■ **AIM**
List every code given under "Current CPC Class" in the patent application below. Leave out the date that follows each code.
## BEGIN EXCERPT TO READ
U.S. patent application number 12/772513 was filed with the patent office on 2011-11-03 for energy storage level indication circuit.
Invention is credited to John Gerard Finch, Jian Xu.
Application Number | 20110267068 12/772513 |
Document ID | / |
Family ID | 44121082 |
Filed Date | 2011-11-03 |
United States Patent
Application |
20110267068 |
Kind Code |
A1 |
Xu; Jian ; et al. |
November 3, 2011 |
ENERGY STORAGE LEVEL INDICATION CIRCUIT
Abstract
An energy storage level indication circuit includes an energy
storage device and a radio control module operable to transmit a
wireless heartbeat signal at a rate indicating an amount of energy
stored in the energy storage device.
Inventors: |
Xu; Jian; (Windsor, CA)
; Finch; John Gerard; (Livonia, MI) |
Family ID: |
44121082 |
Appl. No.: |
12/772513 |
Filed: |
May 3, 2010 |
Current U.S.
Class: |
324/427 |
Current CPC
Class: |
H02J 7/35 20130101; H02J
13/0075 20130101; Y02E 40/70 20130101; Y02E 60/00 20130101; Y02E
60/7853 20130101; Y04S 10/123 20130101; Y04S 40/126 20130101; G01R
31/371 20190101 |
Class at
Publication: |
324/427 |
International
Class: |
G01N 27/416 20060101
G01N027/416 |
Claims
1. An energy storage level indication circuit, comprising: a first
energy storage device having a first capacity; a second energy
storage device having a second capacity lower than the first
capacity, the second energy storage device being charged by the
first energy storage device; and a signal generator operable to
transmit a heartbeat signal in response to the second energy
storage device being charged to a threshold, wherein the rate of
heartbeat signal transmission indicates an amount of energy stored
in the first energy storage device.
## END EXCERPT TO READ
## BEGIN INFORMATION SHOWN
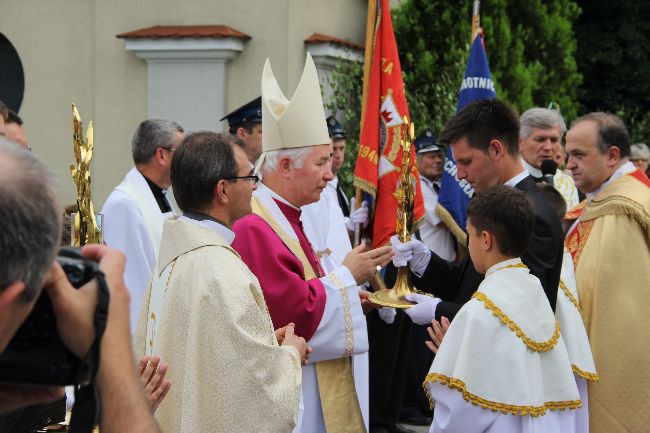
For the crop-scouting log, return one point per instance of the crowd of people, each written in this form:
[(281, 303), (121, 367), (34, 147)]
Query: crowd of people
## END INFORMATION SHOWN
■ **THE RESULT**
H02J 7/35, H02J 13/0075, Y02E 40/70, Y02E 60/00, Y02E 60/7853, Y04S 10/123, Y04S 40/126, G01R 31/371